* Problem details:
Reproduce the records below, replacing every occurrence of "one pair to a line" with "one pair per line" and leaving everything else unchanged.

^^^^

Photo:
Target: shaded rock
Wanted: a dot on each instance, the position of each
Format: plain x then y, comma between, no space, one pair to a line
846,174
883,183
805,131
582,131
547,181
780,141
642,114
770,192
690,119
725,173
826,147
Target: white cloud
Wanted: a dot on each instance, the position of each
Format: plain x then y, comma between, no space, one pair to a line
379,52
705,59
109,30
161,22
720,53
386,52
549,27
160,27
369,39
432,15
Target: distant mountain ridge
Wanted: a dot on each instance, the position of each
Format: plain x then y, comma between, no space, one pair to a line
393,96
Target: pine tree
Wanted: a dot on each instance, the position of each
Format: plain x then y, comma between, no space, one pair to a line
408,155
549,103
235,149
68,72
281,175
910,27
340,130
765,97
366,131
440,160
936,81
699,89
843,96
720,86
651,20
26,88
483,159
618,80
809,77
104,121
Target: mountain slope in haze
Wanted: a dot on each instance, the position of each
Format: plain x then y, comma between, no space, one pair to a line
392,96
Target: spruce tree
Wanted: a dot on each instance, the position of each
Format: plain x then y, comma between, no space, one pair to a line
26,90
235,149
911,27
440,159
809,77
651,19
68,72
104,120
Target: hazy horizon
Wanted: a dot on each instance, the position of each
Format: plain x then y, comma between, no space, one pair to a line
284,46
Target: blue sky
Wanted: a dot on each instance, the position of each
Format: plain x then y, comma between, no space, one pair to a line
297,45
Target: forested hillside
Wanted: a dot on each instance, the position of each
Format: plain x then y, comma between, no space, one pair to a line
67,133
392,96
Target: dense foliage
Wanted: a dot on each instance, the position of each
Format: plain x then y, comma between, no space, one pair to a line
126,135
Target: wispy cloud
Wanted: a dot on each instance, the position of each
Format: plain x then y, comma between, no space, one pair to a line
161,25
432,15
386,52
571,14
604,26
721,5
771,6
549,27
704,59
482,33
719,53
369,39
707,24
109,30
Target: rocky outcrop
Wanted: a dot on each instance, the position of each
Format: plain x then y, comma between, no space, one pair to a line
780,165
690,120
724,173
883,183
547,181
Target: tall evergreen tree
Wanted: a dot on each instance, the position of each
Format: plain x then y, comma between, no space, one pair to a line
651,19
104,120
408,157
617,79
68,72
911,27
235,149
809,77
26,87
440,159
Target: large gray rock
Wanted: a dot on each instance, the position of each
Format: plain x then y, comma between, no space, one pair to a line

^^^^

* Response for this exercise:
Photo:
Target: shaded rock
Wanted: a dot on each instance, the position of each
Format: plain x then y, comma between, no space, one pair per line
846,174
883,183
805,131
582,131
547,181
780,141
642,114
770,192
690,119
725,173
826,147
Target: white cloud
Wanted: a dot on each instance, the position of each
Format: plain x then y, comma between, no space, one pair per line
379,52
705,59
109,30
161,22
720,53
386,52
549,27
160,27
369,39
432,15
Target: distant mountain ridge
Wanted: a dot on each instance, the position of each
Format: plain x then y, comma between, no space, one pair per line
393,96
Target: pine tree
Wanted: a dot on each instance, the position of each
Format: plain x then y, comma between, no space, one pair per line
408,155
549,103
235,149
68,72
281,175
910,27
340,130
765,97
366,131
440,160
936,81
699,89
843,96
720,86
651,20
26,88
483,159
618,80
809,77
104,121
Target: mountain slope in haze
Wanted: a dot on each instance, the position of each
Format: plain x then y, comma between, no space, one pair per line
392,96
Target: spruce tree
Wanted: a dot on each instance, the position of each
Format: plain x then y, comma between, no space, one pair per line
26,90
235,149
911,27
440,159
809,77
651,19
68,72
104,120
Target: hazy horizon
Wanted: a dot on each instance, the position of each
Format: plain x then y, comma between, no space, one pair per line
284,46
Target: blue sky
Wanted: a dot on each instance, the position of each
Format: plain x then y, comma between, no space, one pair per line
297,45
Target: forested hillside
Wanted: a dot on each instance, the position of each
Format: plain x then y, comma between, no space, one pair per line
67,133
392,96
Target: dense foliage
Wanted: a dot on each instance, the position of each
Format: plain x then y, comma between, no space, one pair per line
126,135
Target: wispy cloud
Wanted: a dot on each instance, the position of each
Format: plain x then y, comma between, no space, one pair per line
161,25
432,15
386,52
571,14
604,26
721,5
771,6
549,27
704,59
482,33
719,53
369,39
707,24
109,30
Target: rocky outcrop
Wanted: a dot on each instance, the position of each
Format: plain x then y, comma between, no space, one pair per line
780,165
690,120
724,173
883,183
547,181
Target: tall evergreen tree
Wanted: a dot on each instance, the position of each
Format: plain x then y, comma between, no space, one pair per line
651,19
104,120
408,157
617,79
68,72
911,27
235,149
809,77
26,87
440,159
Target: large gray rock
Wanted: a dot on each instance, the position of each
Format: plain x then y, comma between, no space, one pair per line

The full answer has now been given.